(Work to do)
All the data should come back exactly as it was given.

Excerpt from a dataset

* * *

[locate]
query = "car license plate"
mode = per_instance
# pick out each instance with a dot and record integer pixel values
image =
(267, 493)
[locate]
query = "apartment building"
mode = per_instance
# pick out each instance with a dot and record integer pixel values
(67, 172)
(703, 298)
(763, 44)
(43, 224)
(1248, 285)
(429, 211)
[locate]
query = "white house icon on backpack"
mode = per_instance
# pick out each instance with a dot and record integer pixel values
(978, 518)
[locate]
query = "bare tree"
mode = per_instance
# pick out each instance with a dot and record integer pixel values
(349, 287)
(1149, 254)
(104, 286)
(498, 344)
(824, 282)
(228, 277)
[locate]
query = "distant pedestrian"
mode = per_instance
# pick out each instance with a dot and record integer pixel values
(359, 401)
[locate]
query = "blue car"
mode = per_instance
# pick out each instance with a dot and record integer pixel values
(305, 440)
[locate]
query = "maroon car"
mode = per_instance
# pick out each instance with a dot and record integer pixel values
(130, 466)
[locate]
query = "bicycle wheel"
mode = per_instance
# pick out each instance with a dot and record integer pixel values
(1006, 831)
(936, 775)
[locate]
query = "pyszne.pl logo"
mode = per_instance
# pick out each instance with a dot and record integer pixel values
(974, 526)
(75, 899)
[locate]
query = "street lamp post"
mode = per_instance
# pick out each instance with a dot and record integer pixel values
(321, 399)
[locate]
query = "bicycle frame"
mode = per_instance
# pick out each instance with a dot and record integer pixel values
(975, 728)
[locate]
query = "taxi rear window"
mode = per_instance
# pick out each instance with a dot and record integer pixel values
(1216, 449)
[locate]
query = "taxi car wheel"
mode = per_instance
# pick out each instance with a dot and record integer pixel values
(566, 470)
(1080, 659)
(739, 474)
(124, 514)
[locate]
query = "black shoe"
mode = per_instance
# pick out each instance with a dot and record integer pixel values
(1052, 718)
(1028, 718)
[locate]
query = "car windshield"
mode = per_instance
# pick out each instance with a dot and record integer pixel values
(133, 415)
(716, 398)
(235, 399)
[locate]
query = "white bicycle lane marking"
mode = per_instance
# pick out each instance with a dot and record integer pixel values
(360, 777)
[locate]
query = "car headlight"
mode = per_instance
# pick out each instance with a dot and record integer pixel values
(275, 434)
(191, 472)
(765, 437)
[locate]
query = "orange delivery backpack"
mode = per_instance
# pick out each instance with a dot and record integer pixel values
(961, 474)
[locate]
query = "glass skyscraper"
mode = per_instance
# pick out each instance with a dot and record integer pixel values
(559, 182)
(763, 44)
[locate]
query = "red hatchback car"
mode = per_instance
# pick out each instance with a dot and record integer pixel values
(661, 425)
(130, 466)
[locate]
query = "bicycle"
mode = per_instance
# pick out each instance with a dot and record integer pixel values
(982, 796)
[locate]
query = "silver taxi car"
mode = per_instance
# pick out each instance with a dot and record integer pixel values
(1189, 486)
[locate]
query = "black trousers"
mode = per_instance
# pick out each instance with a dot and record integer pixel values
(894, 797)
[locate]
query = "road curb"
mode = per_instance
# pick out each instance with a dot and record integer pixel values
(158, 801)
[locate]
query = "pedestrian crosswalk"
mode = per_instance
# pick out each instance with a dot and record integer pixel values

* * *

(Full output)
[locate]
query = "car license plate"
mode = per_instance
# pick out each instance with a dot and record integer pixel values
image =
(267, 493)
[locate]
query = "apartment building"
mode = per_instance
# pick out each instance with a dot and record integer pixel values
(67, 172)
(703, 298)
(763, 44)
(43, 224)
(1248, 285)
(429, 211)
[locate]
query = "white house icon on backpack"
mode = per_instance
# pick out each instance with a dot and record integer pixel values
(978, 518)
[locate]
query = "bare tree"
mode = per_instance
# pick out each instance with a dot and record integer pixel values
(349, 287)
(1149, 254)
(104, 286)
(498, 344)
(824, 282)
(228, 277)
[locate]
query = "distant pedestrian"
mode = per_instance
# pick out each instance with a dot and record integer pixel values
(359, 401)
[locate]
query = "blue car"
mode = per_instance
# pick out each instance with a dot and record integer pixel values
(305, 440)
[locate]
query = "maroon car"
mode = per_instance
# pick out each instance with a dot and record integer pixel values
(130, 466)
[locate]
query = "bicycle wheel"
mode = per_instance
# pick out each instance with a dot and record integer pixel values
(1006, 831)
(936, 775)
[locate]
query = "pyszne.pl logo"
mode = per_instance
# pick out each instance with a dot and record integer pixel values
(974, 526)
(75, 899)
[locate]
query = "street lamp post"
mode = per_instance
# pick out each instance with a dot and record integer pixel values
(321, 399)
[locate]
query = "bicycle frame"
mode = per_instance
# pick out each instance with a dot and record integer pixel values
(975, 728)
[locate]
query = "taxi rear window"
mode = per_instance
# pick out each instance with a dot and record integer pixel values
(1216, 449)
[locate]
query = "taxi car wheel"
mode = per_instance
# pick out each instance with a dot and record integer pixel values
(566, 470)
(1080, 659)
(739, 474)
(124, 514)
[locate]
query = "black shoe"
mode = per_instance
# pick out each instance with a dot and record integer pixel values
(1052, 718)
(1028, 718)
[locate]
query = "car windshield"
mode = per_instance
# pick out each instance with a dot and record integer pixel values
(133, 415)
(716, 398)
(235, 399)
[locate]
query = "white bicycle lane marking"
mode = per_instance
# pick out each instance with a dot and record integer pixel values
(360, 777)
[locate]
query = "car headlight"
mode = per_instance
# pick out each instance with a dot and record integer pixel values
(275, 434)
(191, 472)
(765, 437)
[locate]
query = "orange delivery backpack"
mode = per_instance
# pick out each instance with a dot and record integer pixel values
(961, 474)
[locate]
query = "glass skyscraper"
mode = per_instance
# pick out each instance with a dot and record integer pixel values
(559, 182)
(763, 44)
[locate]
query = "red hatchback car"
mode = per_instance
# pick out each instance with a dot and record integer pixel values
(661, 425)
(130, 466)
[locate]
query = "bicycle"
mode = per_instance
# pick out each instance with a dot and record integer pixel values
(982, 796)
[locate]
query = "silver taxi car"
mode = per_instance
# pick out each instance with a dot and record integer pixel values
(1189, 486)
[locate]
query = "black trousers"
mode = per_instance
# pick out each instance with a dot and record integer pixel values
(894, 797)
[locate]
query = "road curb"
mode = per_instance
# pick out each instance with a dot and record integer pixel values
(158, 801)
[locate]
query = "pedestrian crosswalk"
mode = per_instance
# pick out each instance with a dot and record integer pixel values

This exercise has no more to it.